§ WHAT TO DO
Each line below that holds the string "neighboring" counts once; report the total and nothing else.

§ THE RECORDS
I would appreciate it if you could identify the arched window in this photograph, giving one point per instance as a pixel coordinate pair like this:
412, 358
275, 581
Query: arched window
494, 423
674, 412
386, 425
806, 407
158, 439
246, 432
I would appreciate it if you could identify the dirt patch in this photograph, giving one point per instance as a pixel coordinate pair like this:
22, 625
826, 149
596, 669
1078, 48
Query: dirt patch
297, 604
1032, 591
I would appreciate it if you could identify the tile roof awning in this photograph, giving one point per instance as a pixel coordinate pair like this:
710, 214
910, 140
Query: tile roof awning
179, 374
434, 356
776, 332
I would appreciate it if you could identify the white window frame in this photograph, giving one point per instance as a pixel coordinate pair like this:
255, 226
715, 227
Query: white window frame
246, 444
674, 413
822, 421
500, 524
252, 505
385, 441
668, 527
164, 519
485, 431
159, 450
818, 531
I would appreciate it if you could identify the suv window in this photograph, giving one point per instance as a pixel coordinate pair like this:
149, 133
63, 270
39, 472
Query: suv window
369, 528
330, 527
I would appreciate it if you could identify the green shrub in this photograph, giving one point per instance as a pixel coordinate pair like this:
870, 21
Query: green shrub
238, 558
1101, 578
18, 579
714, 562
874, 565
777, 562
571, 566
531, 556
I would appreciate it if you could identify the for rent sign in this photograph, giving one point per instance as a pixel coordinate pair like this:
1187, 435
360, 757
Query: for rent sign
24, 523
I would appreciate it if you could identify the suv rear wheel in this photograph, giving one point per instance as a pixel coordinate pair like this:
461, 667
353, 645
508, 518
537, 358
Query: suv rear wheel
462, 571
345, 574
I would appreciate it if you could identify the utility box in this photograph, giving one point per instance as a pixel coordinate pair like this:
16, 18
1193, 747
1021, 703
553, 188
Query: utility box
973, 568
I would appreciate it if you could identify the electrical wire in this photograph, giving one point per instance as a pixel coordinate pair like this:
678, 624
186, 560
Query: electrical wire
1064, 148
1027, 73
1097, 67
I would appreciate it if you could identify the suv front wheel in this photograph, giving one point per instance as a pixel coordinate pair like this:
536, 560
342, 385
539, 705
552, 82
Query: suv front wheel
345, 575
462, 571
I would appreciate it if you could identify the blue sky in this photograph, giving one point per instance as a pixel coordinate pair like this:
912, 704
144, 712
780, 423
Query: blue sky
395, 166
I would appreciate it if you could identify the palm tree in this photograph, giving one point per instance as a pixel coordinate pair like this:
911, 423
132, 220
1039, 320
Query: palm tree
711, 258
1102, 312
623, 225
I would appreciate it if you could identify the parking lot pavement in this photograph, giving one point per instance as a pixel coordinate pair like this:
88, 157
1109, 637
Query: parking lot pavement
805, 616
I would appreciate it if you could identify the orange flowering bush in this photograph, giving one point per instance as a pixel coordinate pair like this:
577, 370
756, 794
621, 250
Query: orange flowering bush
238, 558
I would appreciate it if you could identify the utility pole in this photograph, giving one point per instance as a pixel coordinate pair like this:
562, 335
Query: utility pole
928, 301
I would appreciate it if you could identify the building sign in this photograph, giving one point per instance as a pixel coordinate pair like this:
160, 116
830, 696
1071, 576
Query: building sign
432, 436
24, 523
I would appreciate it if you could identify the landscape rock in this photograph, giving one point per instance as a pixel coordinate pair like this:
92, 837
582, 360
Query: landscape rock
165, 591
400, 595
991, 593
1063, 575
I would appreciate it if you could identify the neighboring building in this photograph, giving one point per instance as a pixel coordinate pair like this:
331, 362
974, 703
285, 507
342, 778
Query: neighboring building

§ ANSWER FOR THIS EXERCISE
2